*** Recorded data Section Begins ***
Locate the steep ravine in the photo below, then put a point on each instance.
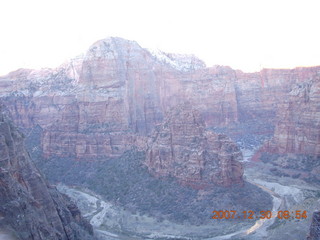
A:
(30, 208)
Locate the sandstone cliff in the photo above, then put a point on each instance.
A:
(295, 146)
(182, 148)
(29, 207)
(315, 227)
(98, 103)
(297, 129)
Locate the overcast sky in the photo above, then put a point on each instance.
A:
(244, 34)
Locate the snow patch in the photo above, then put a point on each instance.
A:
(181, 62)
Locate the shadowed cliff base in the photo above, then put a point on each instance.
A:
(126, 182)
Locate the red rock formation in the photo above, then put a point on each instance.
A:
(298, 127)
(28, 205)
(182, 148)
(99, 103)
(315, 227)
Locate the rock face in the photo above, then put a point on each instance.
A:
(315, 227)
(182, 148)
(295, 146)
(101, 103)
(29, 207)
(298, 127)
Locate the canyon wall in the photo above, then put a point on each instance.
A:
(104, 102)
(182, 148)
(29, 207)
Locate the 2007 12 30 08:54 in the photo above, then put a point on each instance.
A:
(232, 214)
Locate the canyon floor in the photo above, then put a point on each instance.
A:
(111, 222)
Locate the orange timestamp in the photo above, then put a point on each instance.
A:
(226, 214)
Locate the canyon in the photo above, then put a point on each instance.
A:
(31, 208)
(190, 121)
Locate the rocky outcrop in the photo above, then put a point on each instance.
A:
(182, 148)
(29, 207)
(297, 129)
(99, 103)
(295, 146)
(315, 227)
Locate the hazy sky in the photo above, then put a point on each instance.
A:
(244, 34)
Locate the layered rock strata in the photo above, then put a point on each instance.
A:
(182, 148)
(29, 207)
(315, 227)
(97, 104)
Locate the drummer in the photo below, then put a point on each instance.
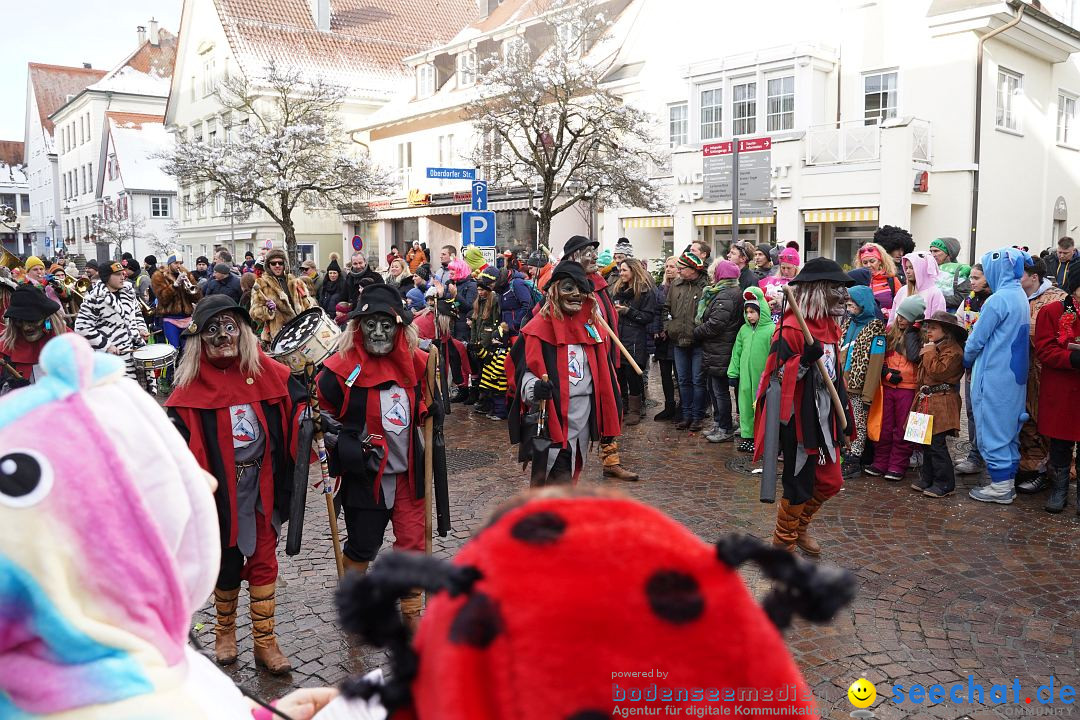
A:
(109, 317)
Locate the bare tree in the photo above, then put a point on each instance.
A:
(544, 120)
(286, 149)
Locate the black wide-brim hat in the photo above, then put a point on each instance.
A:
(823, 270)
(206, 308)
(572, 271)
(380, 298)
(577, 243)
(30, 304)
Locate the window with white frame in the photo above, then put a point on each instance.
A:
(1010, 87)
(880, 96)
(1066, 119)
(678, 124)
(426, 80)
(712, 116)
(780, 104)
(159, 206)
(467, 68)
(744, 108)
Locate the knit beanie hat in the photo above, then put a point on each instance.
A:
(474, 258)
(913, 309)
(725, 270)
(692, 261)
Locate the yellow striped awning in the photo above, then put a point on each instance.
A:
(655, 221)
(840, 215)
(725, 219)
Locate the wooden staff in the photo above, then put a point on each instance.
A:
(316, 420)
(618, 342)
(837, 405)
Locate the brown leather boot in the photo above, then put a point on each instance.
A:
(787, 525)
(225, 630)
(412, 605)
(609, 453)
(267, 652)
(806, 543)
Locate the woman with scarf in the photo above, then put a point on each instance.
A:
(563, 363)
(862, 353)
(716, 327)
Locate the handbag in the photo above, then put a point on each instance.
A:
(920, 425)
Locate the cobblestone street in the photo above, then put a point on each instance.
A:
(947, 588)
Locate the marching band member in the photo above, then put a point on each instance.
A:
(232, 405)
(110, 318)
(278, 297)
(177, 293)
(375, 385)
(30, 321)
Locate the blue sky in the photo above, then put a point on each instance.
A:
(69, 32)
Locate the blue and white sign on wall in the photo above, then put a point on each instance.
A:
(451, 173)
(477, 229)
(480, 194)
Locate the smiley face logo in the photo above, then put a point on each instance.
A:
(862, 693)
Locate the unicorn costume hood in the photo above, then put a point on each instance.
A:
(105, 553)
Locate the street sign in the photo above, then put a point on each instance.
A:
(477, 229)
(480, 195)
(451, 174)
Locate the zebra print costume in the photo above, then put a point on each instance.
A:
(112, 318)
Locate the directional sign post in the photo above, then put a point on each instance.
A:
(477, 229)
(480, 195)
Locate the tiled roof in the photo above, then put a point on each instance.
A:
(53, 83)
(367, 38)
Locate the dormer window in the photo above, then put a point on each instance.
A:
(467, 69)
(426, 80)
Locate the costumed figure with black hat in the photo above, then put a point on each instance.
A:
(375, 385)
(109, 317)
(562, 361)
(177, 293)
(811, 429)
(278, 296)
(30, 321)
(583, 250)
(238, 411)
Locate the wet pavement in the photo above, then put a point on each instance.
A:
(948, 589)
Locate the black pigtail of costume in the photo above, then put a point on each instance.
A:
(367, 605)
(813, 591)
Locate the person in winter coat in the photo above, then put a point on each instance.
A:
(333, 290)
(952, 275)
(997, 351)
(278, 296)
(680, 310)
(747, 361)
(921, 271)
(1057, 348)
(862, 357)
(635, 300)
(903, 345)
(716, 327)
(663, 351)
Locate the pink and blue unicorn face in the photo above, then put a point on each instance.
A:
(108, 537)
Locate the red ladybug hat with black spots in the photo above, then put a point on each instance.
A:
(549, 610)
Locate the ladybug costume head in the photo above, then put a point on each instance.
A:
(561, 592)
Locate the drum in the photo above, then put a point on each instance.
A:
(308, 338)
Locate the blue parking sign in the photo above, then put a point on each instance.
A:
(477, 229)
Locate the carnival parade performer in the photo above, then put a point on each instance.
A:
(375, 386)
(233, 406)
(810, 435)
(110, 320)
(565, 342)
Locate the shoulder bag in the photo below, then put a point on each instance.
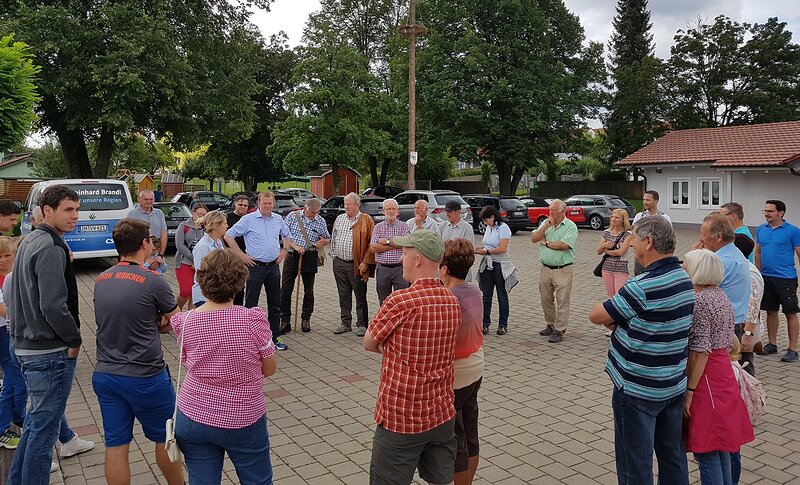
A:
(171, 444)
(598, 270)
(310, 248)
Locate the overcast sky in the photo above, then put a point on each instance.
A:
(667, 16)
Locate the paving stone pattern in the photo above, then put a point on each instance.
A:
(545, 408)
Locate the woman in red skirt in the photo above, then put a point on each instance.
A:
(716, 420)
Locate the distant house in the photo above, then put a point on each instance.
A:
(696, 171)
(322, 181)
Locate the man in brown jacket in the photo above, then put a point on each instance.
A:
(352, 262)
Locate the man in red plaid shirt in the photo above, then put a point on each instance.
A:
(415, 330)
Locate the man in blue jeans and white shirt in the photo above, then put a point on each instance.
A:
(44, 331)
(650, 317)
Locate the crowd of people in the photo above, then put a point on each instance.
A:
(674, 328)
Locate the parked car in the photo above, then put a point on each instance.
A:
(370, 205)
(539, 210)
(597, 208)
(436, 201)
(514, 212)
(174, 213)
(302, 195)
(212, 200)
(385, 191)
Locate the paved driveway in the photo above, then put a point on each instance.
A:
(545, 408)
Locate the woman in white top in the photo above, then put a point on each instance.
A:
(214, 224)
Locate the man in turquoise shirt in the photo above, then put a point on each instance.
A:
(556, 237)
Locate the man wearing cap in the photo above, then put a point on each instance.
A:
(389, 270)
(415, 331)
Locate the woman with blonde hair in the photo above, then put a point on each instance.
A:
(214, 224)
(716, 420)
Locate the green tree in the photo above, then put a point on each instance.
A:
(506, 80)
(180, 70)
(329, 107)
(17, 91)
(636, 109)
(728, 73)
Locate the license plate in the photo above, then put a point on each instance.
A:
(94, 228)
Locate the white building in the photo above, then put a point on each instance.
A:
(696, 171)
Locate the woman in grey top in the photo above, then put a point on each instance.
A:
(186, 236)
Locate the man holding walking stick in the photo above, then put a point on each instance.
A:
(308, 230)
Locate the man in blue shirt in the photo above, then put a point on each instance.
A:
(262, 231)
(650, 317)
(717, 234)
(777, 242)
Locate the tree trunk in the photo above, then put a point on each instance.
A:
(385, 170)
(104, 150)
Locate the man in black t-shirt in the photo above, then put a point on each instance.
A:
(131, 379)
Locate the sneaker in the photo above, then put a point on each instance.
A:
(548, 330)
(341, 329)
(74, 446)
(556, 337)
(769, 349)
(9, 440)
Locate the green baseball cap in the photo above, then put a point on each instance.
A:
(427, 242)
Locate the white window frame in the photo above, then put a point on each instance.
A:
(680, 180)
(710, 181)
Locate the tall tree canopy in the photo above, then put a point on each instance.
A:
(636, 110)
(182, 70)
(506, 80)
(728, 73)
(17, 91)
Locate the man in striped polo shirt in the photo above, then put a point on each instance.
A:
(650, 317)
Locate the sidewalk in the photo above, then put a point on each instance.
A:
(545, 408)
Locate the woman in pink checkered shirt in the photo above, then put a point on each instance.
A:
(227, 351)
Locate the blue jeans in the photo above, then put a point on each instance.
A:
(715, 467)
(14, 395)
(49, 379)
(204, 449)
(640, 426)
(488, 281)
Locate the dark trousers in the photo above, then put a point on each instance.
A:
(288, 278)
(269, 276)
(348, 283)
(387, 280)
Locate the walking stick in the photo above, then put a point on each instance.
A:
(297, 293)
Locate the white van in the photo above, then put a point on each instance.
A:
(103, 203)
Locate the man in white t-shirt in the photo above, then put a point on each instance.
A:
(650, 203)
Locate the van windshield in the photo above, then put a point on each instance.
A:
(96, 197)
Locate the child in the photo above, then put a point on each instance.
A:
(14, 394)
(155, 262)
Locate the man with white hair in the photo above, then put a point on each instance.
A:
(389, 268)
(421, 219)
(557, 237)
(144, 211)
(352, 262)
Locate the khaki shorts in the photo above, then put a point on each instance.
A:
(395, 456)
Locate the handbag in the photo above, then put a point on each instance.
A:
(171, 444)
(320, 260)
(598, 270)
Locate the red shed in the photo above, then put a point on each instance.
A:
(322, 181)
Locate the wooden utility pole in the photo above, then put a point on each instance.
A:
(412, 31)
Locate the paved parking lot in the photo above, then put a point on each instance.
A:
(545, 408)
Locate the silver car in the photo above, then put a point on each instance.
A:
(436, 201)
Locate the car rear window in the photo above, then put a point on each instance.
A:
*** Recorded data Section Ends ***
[Problem description] Only the lines above starting at the one containing "Locate the shadowed" and ending at the one containing "Locate the layered", both included, are to be returned, exactly as they read.

[The completed task]
Locate the shadowed cliff base in the photo above, then put a point on each instance.
A:
(126, 182)
Locate the red rock formation in the photo above, then put a point on each instance.
A:
(298, 127)
(28, 205)
(182, 148)
(99, 103)
(315, 227)
Locate the rock face in the photo above, then put a point on each instance.
A:
(315, 227)
(182, 148)
(295, 146)
(101, 103)
(29, 207)
(298, 127)
Locate the canyon wall in the photo above, then put a point on each instance.
A:
(104, 102)
(182, 148)
(29, 207)
Locate the 2007 12 30 08:54 in the photo above, then put a point on each instance.
A:
(232, 214)
Locate the canyon floor in the photo above, then put a point on each instance.
A:
(111, 222)
Locate the orange timestamp in the photo above, then put a point on each instance.
A:
(226, 214)
Locate the canyon in the photo above, then put a point on each instance.
A:
(31, 208)
(190, 121)
Locate the rocky outcrop in the photo above, then put a point on each instance.
A:
(182, 148)
(29, 207)
(297, 129)
(99, 103)
(295, 146)
(315, 227)
Locate the hazy sky in the photo above, then put a point on each instance.
A:
(244, 34)
Locate the layered rock strata in the photo above, then put a point on each instance.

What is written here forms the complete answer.